# Selected excerpt:
◇ ◇ ◇

My first taste of the Midwestern teen social scene involved a boy, a truck and a keg of beer….And apparently a random corn field.
My family had just relocated from California to a tiny town in Missouri. I was sixteen years old. My first date with this boy was riding back and forth on the one mile stretch of town, the highlight being to slow down at the ‘four-way’. There was an A&W at one end of the drag but we didn’t have money to eat there AND buy gas.
We rode back and forth until my date heard about a party somewhere. We headed even further out in the dark country to a bumpy plowed up field where a dozen other trucks and old cars had pulled in.
By the time we arrived, there had already been a considerable amount of drinking taking place and the crowd was rowdy and the music loud.

◇ ◇ ◇

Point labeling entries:
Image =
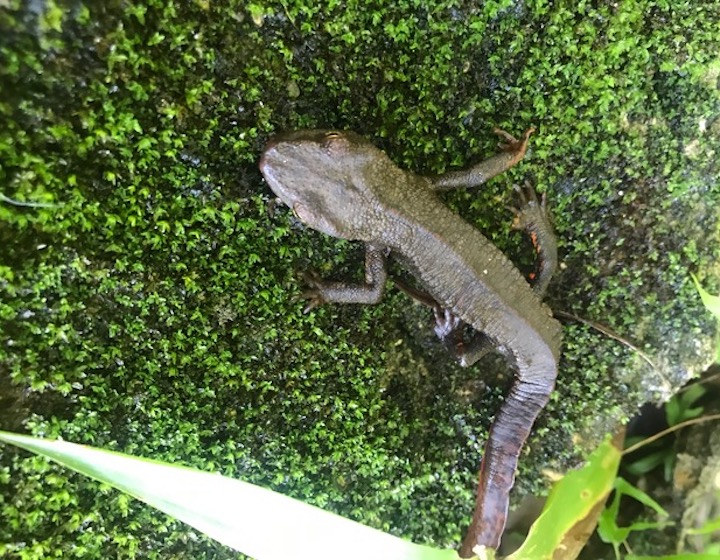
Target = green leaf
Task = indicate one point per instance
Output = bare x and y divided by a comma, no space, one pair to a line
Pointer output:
248,518
608,529
709,527
711,302
570,501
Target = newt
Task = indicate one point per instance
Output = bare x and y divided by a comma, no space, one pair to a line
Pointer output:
339,183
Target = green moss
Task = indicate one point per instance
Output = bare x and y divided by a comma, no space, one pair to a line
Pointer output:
152,308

◇ ◇ ◇

# Exercise task A:
Decide whether each statement below agrees with the Missouri date passage, and answer yes or no for each, quoting the words that settle it. (i) The narrator was sixteen at the time of the move to Missouri. (ii) The couple ate at the A&W during their first date. (iii) About a dozen other trucks and cars were parked in the field.
# Exercise task B:
Copy the Missouri date passage word for word, from "We rode back" up to and including "the music loud.".

# Correct result A:
(i) Yes: "I was sixteen years old."
(ii) No: "we didn’t have money to eat there AND buy gas."
(iii) Yes: "a dozen other trucks and old cars had pulled in."

# Correct result B:
We rode back and forth until my date heard about a party somewhere. We headed even further out in the dark country to a bumpy plowed up field where a dozen other trucks and old cars had pulled in.
By the time we arrived, there had already been a considerable amount of drinking taking place and the crowd was rowdy and the music loud.